→ Exercise directions
Until you reach the line containing "Target: young woman", reproduce each line of the listing exactly, please, and include that line as well.
==== Supplied entries ====
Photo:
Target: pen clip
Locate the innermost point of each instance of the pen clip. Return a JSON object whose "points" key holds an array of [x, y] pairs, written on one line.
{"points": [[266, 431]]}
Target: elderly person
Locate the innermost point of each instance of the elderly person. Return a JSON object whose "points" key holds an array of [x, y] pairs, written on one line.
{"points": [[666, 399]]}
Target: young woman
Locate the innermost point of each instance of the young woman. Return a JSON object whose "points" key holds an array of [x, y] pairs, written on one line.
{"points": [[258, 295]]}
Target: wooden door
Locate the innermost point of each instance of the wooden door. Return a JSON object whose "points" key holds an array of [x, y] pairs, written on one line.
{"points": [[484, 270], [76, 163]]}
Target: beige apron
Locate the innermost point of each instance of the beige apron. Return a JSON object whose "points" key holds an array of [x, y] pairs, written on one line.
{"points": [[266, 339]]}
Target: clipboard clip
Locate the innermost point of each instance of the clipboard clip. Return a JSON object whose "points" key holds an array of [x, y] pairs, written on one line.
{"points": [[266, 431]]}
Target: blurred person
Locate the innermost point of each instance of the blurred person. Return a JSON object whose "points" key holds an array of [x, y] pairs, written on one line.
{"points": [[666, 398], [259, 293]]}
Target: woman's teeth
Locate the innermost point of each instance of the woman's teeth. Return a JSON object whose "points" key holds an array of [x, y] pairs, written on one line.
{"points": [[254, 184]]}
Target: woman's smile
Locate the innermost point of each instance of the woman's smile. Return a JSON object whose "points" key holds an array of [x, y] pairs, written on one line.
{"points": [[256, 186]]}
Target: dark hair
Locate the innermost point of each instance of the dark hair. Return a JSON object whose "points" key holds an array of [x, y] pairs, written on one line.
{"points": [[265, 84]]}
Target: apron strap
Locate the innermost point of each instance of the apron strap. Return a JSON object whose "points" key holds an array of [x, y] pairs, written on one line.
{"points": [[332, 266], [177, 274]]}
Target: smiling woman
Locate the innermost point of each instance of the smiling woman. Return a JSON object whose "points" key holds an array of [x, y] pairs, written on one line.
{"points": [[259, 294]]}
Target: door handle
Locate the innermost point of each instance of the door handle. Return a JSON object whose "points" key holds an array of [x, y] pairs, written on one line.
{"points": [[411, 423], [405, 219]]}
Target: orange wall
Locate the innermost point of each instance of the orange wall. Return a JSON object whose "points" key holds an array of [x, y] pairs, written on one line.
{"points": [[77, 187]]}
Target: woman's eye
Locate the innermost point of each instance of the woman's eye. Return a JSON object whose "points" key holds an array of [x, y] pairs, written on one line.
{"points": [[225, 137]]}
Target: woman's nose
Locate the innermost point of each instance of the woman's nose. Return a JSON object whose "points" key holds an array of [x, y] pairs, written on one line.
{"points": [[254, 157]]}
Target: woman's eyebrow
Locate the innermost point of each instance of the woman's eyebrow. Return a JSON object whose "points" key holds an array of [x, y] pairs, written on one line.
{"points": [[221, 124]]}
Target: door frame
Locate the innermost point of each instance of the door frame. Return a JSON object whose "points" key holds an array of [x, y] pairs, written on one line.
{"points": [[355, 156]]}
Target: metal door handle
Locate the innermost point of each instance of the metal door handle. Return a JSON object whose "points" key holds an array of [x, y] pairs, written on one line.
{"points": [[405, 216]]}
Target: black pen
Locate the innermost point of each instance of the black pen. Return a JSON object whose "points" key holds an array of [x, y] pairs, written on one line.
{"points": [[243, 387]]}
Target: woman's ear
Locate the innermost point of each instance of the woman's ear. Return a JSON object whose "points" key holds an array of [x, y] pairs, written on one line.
====
→ Exercise solution
Photo:
Target: pen clip
Locate the innermost point of each instance of the pen clip. Return a JSON object whose "points" key holds an array of [x, y] pairs, written on one line.
{"points": [[266, 431]]}
Target: elderly person
Locate the innermost point of each instance of the elderly person. Return a JSON object whose "points" key holds an array of [x, y] pairs, written on one line.
{"points": [[666, 399]]}
Target: young woman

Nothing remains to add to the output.